# start of Given records

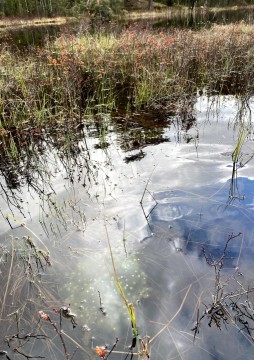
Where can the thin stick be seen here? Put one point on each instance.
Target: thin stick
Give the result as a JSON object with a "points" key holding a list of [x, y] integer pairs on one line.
{"points": [[180, 308], [8, 281]]}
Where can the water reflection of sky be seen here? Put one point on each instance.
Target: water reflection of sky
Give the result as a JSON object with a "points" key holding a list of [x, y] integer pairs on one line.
{"points": [[190, 184]]}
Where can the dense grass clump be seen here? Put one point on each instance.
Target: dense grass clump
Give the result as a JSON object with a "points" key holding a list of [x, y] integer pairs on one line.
{"points": [[134, 69]]}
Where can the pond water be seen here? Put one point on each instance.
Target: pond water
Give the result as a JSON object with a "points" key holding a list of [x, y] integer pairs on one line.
{"points": [[158, 210]]}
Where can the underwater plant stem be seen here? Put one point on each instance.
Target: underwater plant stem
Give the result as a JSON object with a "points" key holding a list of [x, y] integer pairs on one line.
{"points": [[168, 323], [9, 277]]}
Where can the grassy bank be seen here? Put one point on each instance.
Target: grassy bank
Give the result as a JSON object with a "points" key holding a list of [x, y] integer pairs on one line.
{"points": [[134, 69]]}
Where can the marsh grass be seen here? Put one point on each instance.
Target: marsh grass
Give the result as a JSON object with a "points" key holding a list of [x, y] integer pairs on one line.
{"points": [[134, 69]]}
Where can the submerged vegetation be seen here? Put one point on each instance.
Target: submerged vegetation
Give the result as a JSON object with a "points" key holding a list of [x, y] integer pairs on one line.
{"points": [[132, 80]]}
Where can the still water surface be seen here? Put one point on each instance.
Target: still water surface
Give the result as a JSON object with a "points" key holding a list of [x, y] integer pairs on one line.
{"points": [[159, 211]]}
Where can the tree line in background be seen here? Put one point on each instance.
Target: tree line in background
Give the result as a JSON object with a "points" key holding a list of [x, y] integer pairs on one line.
{"points": [[76, 7]]}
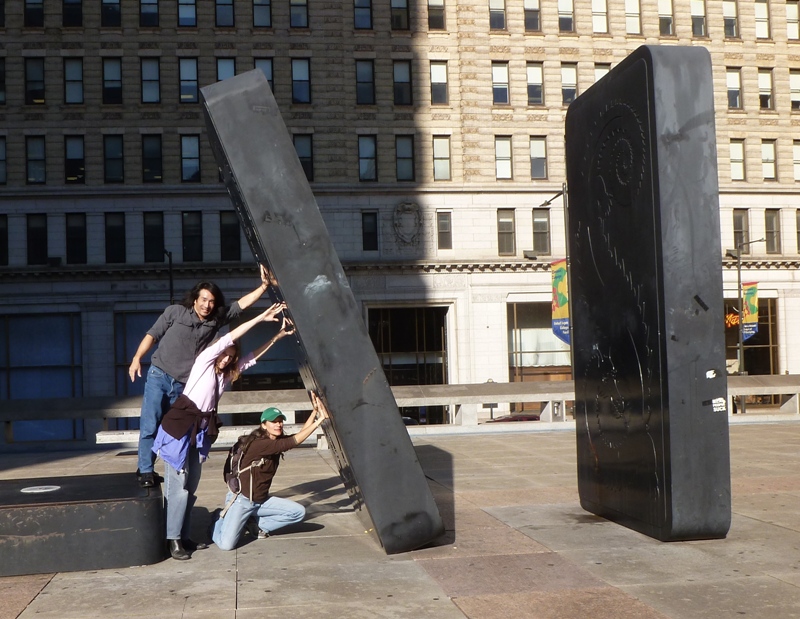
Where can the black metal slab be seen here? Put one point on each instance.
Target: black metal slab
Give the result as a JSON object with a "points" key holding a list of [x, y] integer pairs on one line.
{"points": [[287, 234], [87, 522], [646, 297]]}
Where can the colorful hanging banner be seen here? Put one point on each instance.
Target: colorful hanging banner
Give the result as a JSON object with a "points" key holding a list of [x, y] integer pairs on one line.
{"points": [[750, 303], [560, 300]]}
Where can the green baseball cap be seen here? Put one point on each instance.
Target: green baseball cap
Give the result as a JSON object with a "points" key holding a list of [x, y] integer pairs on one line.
{"points": [[272, 414]]}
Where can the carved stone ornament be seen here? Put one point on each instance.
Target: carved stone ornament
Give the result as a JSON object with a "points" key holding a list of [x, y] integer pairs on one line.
{"points": [[407, 221]]}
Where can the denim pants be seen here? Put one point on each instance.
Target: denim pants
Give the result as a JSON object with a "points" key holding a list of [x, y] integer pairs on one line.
{"points": [[272, 514], [160, 392], [179, 495]]}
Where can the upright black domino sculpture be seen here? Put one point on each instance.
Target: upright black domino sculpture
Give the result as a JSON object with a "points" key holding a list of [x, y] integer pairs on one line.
{"points": [[646, 297], [286, 233]]}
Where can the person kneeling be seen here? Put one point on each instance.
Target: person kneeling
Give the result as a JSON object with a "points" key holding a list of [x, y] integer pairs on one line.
{"points": [[263, 448]]}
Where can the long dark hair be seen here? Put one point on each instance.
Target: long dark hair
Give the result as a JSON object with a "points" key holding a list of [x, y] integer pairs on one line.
{"points": [[191, 296], [231, 370]]}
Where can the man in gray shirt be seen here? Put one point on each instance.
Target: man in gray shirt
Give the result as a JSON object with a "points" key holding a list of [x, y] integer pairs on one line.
{"points": [[182, 332]]}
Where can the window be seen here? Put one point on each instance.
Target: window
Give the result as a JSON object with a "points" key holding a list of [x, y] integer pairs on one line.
{"points": [[733, 77], [112, 81], [601, 69], [730, 15], [262, 13], [224, 13], [794, 89], [402, 83], [72, 13], [439, 83], [412, 347], [187, 13], [4, 161], [435, 14], [35, 159], [74, 162], [665, 20], [365, 82], [795, 159], [34, 13], [76, 238], [153, 237], [369, 231], [113, 168], [148, 13], [362, 14], [188, 77], [34, 81], [441, 158], [115, 238], [151, 159], [404, 157], [765, 89], [768, 167], [698, 8], [399, 11], [633, 20], [772, 227], [792, 20], [502, 157], [569, 82], [110, 14], [301, 80], [533, 22], [600, 16], [741, 229], [190, 158], [304, 147], [73, 80], [3, 240], [230, 240], [151, 80], [506, 245], [500, 83], [497, 14], [444, 230], [226, 67], [762, 19], [192, 234], [541, 231], [535, 84], [538, 157], [566, 20], [265, 64], [737, 160], [298, 13], [367, 158], [37, 239]]}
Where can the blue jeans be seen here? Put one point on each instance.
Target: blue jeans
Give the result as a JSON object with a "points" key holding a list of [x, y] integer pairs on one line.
{"points": [[179, 495], [272, 514], [160, 392]]}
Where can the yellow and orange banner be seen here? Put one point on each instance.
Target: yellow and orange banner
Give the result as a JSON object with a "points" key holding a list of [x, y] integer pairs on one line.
{"points": [[560, 300]]}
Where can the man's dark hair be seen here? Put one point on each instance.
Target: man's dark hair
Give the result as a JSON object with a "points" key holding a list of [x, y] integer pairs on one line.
{"points": [[191, 296]]}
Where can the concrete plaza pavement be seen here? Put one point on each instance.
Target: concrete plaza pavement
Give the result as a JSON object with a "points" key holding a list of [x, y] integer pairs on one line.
{"points": [[517, 544]]}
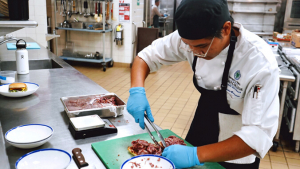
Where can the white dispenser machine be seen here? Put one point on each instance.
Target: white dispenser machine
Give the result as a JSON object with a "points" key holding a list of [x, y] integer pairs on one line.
{"points": [[22, 63]]}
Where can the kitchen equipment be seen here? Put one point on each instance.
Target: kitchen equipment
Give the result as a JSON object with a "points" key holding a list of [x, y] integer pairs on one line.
{"points": [[80, 7], [102, 112], [119, 31], [63, 8], [91, 130], [66, 24], [159, 161], [29, 135], [117, 148], [29, 45], [87, 122], [80, 160], [77, 24], [49, 158], [292, 15], [92, 7], [158, 133], [22, 62], [7, 77], [31, 88], [86, 13], [70, 11], [74, 6], [18, 9], [98, 55]]}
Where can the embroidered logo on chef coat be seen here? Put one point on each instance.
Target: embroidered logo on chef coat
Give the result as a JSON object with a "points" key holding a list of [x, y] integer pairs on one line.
{"points": [[234, 87], [237, 75]]}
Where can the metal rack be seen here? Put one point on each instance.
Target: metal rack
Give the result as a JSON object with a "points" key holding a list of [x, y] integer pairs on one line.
{"points": [[249, 17], [103, 61]]}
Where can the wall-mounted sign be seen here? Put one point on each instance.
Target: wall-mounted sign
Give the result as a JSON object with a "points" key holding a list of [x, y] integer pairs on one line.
{"points": [[124, 12]]}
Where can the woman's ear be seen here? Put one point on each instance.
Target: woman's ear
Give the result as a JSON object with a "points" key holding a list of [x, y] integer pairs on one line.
{"points": [[226, 28]]}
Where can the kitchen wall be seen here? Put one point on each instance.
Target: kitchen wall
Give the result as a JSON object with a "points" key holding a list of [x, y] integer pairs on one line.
{"points": [[37, 12], [88, 42]]}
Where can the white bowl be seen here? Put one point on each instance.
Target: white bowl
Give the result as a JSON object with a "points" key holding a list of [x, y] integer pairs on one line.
{"points": [[145, 160], [44, 159], [29, 135], [31, 88]]}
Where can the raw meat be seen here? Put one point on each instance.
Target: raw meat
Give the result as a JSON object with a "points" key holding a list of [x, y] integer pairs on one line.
{"points": [[139, 147]]}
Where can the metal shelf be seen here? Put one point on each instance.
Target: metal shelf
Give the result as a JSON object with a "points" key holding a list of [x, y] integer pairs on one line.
{"points": [[263, 33], [86, 60], [84, 30], [104, 60], [252, 12], [255, 1], [8, 26]]}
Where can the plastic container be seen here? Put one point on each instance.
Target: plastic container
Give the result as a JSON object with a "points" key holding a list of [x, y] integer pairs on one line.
{"points": [[9, 77]]}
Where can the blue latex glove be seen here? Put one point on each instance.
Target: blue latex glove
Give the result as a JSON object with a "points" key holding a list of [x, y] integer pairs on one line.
{"points": [[182, 156], [137, 105]]}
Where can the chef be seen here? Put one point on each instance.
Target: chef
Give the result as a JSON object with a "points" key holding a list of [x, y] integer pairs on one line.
{"points": [[238, 78], [155, 14]]}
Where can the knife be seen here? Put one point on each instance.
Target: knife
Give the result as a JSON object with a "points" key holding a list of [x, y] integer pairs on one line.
{"points": [[80, 160]]}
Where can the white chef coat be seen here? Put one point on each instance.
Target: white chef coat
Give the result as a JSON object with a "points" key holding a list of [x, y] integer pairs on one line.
{"points": [[154, 12], [253, 63]]}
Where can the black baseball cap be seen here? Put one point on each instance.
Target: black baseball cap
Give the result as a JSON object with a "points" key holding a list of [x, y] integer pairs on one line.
{"points": [[197, 19]]}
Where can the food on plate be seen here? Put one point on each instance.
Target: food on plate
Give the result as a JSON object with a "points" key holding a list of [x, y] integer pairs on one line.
{"points": [[90, 102], [17, 87], [140, 147]]}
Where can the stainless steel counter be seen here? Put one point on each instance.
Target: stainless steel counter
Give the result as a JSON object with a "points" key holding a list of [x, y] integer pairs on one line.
{"points": [[45, 107]]}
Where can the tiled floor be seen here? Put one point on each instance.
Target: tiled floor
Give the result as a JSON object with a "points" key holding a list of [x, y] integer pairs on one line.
{"points": [[173, 100]]}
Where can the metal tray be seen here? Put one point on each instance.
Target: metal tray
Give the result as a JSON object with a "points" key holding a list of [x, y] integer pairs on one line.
{"points": [[102, 112]]}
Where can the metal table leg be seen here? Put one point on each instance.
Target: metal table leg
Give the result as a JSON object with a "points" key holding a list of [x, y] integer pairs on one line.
{"points": [[282, 101]]}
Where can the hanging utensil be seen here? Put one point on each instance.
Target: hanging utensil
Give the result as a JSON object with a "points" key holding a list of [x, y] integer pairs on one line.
{"points": [[63, 8], [91, 8], [69, 13], [80, 7], [77, 6], [96, 11], [86, 14], [74, 7]]}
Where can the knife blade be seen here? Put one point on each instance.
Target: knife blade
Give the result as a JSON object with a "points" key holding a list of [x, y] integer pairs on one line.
{"points": [[80, 160]]}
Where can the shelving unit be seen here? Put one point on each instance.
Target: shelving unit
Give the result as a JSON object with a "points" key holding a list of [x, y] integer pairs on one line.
{"points": [[103, 61], [8, 26], [258, 16]]}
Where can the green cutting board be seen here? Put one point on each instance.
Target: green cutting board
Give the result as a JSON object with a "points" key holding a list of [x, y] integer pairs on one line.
{"points": [[114, 152]]}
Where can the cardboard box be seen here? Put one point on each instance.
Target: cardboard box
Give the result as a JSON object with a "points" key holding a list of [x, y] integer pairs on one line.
{"points": [[295, 41], [282, 37]]}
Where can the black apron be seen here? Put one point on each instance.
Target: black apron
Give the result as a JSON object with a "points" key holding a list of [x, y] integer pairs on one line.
{"points": [[156, 21], [205, 126]]}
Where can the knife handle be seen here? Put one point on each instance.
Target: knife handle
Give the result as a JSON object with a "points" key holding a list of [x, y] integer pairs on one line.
{"points": [[79, 158]]}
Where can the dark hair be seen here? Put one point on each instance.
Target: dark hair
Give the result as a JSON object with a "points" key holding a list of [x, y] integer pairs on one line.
{"points": [[218, 34]]}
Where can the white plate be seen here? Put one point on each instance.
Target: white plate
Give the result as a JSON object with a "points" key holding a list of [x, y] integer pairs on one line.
{"points": [[31, 88], [29, 145], [145, 160], [44, 159], [29, 133]]}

# end of Given records

Write the lines out exactly, from the one with "Where can the dark" down to the last line of the listing, and leave out all others.

Where can the dark hair be seen here? Put one point on each instance.
Target: dark hair
Give the result as a JSON object with a "points" key holding a list of [x, y] integer pairs on one line.
{"points": [[218, 34]]}
Where can the white plate be seen here? Put one point on each instance.
Target: white plate
Give the result as a JSON object with a "points" key holding a list of [x, y] integer pairs on one line.
{"points": [[31, 88], [29, 145], [145, 160], [44, 159], [29, 133]]}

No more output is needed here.